What you are asked to do —
Return every line of the data below as a JSON array of strings, one string per line, with blank lines omitted.

● ● ● ● ●

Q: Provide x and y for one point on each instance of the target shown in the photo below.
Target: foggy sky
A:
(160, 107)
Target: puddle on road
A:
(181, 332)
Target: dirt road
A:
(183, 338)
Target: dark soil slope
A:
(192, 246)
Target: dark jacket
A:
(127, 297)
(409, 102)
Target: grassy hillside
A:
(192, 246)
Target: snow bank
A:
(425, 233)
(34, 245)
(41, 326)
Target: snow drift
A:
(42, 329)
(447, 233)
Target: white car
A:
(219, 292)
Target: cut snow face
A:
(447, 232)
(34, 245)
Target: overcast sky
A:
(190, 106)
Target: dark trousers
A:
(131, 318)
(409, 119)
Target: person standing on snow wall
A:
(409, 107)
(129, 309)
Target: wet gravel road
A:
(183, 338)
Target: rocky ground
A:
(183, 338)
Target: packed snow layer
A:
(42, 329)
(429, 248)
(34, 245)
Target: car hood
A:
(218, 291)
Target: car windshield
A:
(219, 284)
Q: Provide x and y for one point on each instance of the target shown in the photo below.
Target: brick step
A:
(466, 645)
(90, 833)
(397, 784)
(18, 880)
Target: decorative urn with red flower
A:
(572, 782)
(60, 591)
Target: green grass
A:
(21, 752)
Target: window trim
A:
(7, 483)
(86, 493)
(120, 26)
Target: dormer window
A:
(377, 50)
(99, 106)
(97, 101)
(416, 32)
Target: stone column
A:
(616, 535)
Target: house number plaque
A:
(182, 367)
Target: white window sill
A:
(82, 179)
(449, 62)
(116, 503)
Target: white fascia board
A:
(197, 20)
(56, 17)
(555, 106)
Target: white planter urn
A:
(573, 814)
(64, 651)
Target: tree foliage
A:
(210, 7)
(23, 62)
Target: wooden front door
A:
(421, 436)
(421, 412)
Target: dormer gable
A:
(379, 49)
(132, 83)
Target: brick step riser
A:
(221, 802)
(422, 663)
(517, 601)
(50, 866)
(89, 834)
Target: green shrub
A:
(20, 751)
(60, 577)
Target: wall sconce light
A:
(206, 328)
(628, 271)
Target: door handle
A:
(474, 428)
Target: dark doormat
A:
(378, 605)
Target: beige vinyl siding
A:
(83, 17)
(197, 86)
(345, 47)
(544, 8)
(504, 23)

● ● ● ● ●

Right answer —
[
  "Q: Provide x and y for one point on each instance of the target shown in the photo below.",
  "Target: foggy sky",
  "A:",
  "(160, 107)",
  "Target: puddle on road",
  "A:",
  "(181, 332)",
  "Target: dirt road",
  "A:",
  "(183, 338)",
  "Target: dark soil slope",
  "A:",
  "(192, 246)",
  "Target: dark jacket",
  "A:",
  "(127, 297)",
  "(409, 102)",
  "Target: grassy hillside",
  "A:",
  "(192, 246)",
  "Target: snow bank",
  "A:",
  "(425, 233)",
  "(34, 245)",
  "(41, 326)",
  "Target: snow drift",
  "A:",
  "(42, 329)",
  "(447, 233)",
  "Target: white car",
  "A:",
  "(219, 292)",
  "Target: cut snow face",
  "A:",
  "(447, 232)",
  "(34, 245)",
  "Target: overcast sky",
  "A:",
  "(190, 106)",
  "Target: dark trousers",
  "A:",
  "(131, 318)",
  "(409, 119)",
  "Target: person standing on snow wall",
  "A:",
  "(409, 107)",
  "(129, 309)",
  "Target: wet gravel road",
  "A:",
  "(183, 338)",
  "Target: rocky ground",
  "A:",
  "(183, 338)",
  "Target: packed snow layer",
  "A:",
  "(42, 329)",
  "(429, 248)",
  "(34, 245)",
  "Target: car hood",
  "A:",
  "(218, 291)",
  "Target: car windshield",
  "A:",
  "(219, 284)",
  "Q: Provide x and y for one point on each instance of the target shown in the photo below.",
  "Target: brick step",
  "A:",
  "(466, 645)",
  "(90, 833)",
  "(397, 784)",
  "(18, 880)",
  "Target: decorative urn with red flower",
  "A:",
  "(572, 782)",
  "(60, 591)",
  "Target: green grass",
  "A:",
  "(21, 752)",
  "Target: window trim",
  "A:",
  "(7, 483)",
  "(86, 493)",
  "(120, 26)",
  "Target: dormer window",
  "A:",
  "(377, 50)",
  "(99, 106)",
  "(97, 101)",
  "(416, 32)",
  "Target: stone column",
  "A:",
  "(616, 535)",
  "Target: house number plaque",
  "A:",
  "(182, 367)",
  "Target: white window sill",
  "A:",
  "(82, 179)",
  "(449, 62)",
  "(116, 503)",
  "Target: white fascia board",
  "A:",
  "(197, 20)",
  "(56, 17)",
  "(555, 106)",
  "Target: white planter urn",
  "A:",
  "(573, 814)",
  "(64, 651)",
  "Target: tree foliage",
  "A:",
  "(210, 7)",
  "(23, 62)",
  "Target: wooden front door",
  "A:",
  "(421, 436)",
  "(421, 412)",
  "Target: dormer gable",
  "A:",
  "(379, 49)",
  "(132, 83)",
  "Target: brick step riser",
  "A:",
  "(221, 802)",
  "(422, 663)",
  "(517, 601)",
  "(50, 866)",
  "(89, 834)",
  "Target: green shrub",
  "A:",
  "(20, 751)",
  "(60, 577)",
  "Target: wall sconce light",
  "A:",
  "(206, 328)",
  "(628, 271)",
  "Target: door handle",
  "A:",
  "(474, 428)",
  "Target: dark doormat",
  "A:",
  "(378, 605)",
  "Target: beige vinyl siding",
  "A:",
  "(83, 17)",
  "(197, 86)",
  "(345, 47)",
  "(544, 8)",
  "(504, 23)"
]